Problems to work on:
1) In the column on health-care reform that follows, by what vote did the Supreme Court rule the Medicaid expansion unconstitutional?
2) Copy the column on health-care reform word for word, from "photo Dr. Clif" up to and including "should be invalidated.".

Source passage:
Cleaveland: Tackling health-care reform in the courts

photo Dr. Clif Cleaveland

Recent decisions by federal courts have blocked or limited key provisions of the Affordable Care Act. These verdicts have succeeded where efforts of the U.S. House of Representatives to derail the law have failed.

The U.S. Supreme Court set the stage for reshaping the ACA with decisions released in June 2012. A majority of the justices upheld the constitutionality of the individual mandate requiring most people to maintain a minimal level of health insurance beginning in 2014. By a 7-2 vote, the court rejected a suit that the entire ACA should be invalidated.

The most profound verdict by the court invalidated the ACA provision to expand Medicaid coverage. This section of the law required each state to expand its Medicaid program to cover persons earning up to 138 percent of the Federal Poverty Level (FPL). The federal government would pay the full cost of expansion for three years and then cover 90 per cent of the costs thereafter.

By a 5-4 vote, the Court ruled that Medicaid expansion was unconstitutional in that it coerced states to behave in a manner opposed by legislatures. This decision reduced from 17 million to 11 million the number of previously uninsured persons who would have been insured under the original ACA. Twenty-six states, including Kentucky and Arkansas, and the District of Columbia elected to expand their Medicaid programs. Each received federal support for the expansion.

Dataset extract:
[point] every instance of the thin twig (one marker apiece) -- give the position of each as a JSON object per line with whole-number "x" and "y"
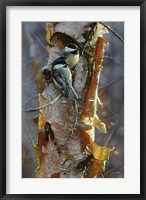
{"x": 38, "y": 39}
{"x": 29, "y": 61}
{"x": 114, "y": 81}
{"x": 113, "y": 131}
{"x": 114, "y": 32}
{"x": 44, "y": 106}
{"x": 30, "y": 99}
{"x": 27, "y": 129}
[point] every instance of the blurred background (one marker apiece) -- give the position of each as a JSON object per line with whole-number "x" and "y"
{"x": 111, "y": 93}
==
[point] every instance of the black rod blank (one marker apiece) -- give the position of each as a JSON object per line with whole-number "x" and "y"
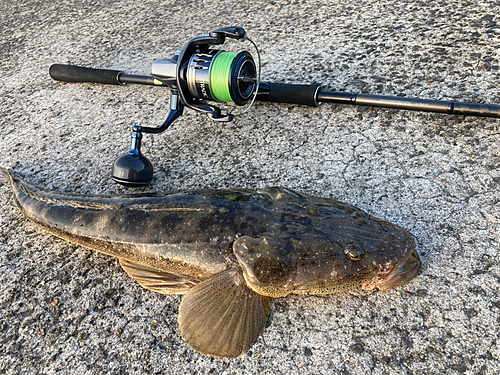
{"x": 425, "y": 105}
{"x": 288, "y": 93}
--
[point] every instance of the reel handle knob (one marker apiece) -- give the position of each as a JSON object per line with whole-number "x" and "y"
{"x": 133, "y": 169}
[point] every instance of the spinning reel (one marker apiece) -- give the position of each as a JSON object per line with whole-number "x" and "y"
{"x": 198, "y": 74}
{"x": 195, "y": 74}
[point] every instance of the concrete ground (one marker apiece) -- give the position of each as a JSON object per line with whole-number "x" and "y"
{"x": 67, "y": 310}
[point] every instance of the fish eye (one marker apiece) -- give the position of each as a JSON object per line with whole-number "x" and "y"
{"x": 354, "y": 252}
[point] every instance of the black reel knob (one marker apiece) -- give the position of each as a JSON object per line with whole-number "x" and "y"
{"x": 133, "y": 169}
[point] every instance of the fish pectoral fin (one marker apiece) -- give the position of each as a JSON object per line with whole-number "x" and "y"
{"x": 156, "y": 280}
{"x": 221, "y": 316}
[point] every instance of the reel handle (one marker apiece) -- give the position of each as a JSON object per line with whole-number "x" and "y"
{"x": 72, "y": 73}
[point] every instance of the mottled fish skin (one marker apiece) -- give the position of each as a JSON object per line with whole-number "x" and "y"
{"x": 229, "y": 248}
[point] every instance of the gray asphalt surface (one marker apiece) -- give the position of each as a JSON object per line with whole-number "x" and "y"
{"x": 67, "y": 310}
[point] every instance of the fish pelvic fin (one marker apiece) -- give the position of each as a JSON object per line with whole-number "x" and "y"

Task-by-task results:
1) 5-4

2)
photo Dr. Clif Cleaveland

Recent decisions by federal courts have blocked or limited key provisions of the Affordable Care Act. These verdicts have succeeded where efforts of the U.S. House of Representatives to derail the law have failed.

The U.S. Supreme Court set the stage for reshaping the ACA with decisions released in June 2012. A majority of the justices upheld the constitutionality of the individual mandate requiring most people to maintain a minimal level of health insurance beginning in 2014. By a 7-2 vote, the court rejected a suit that the entire ACA should be invalidated.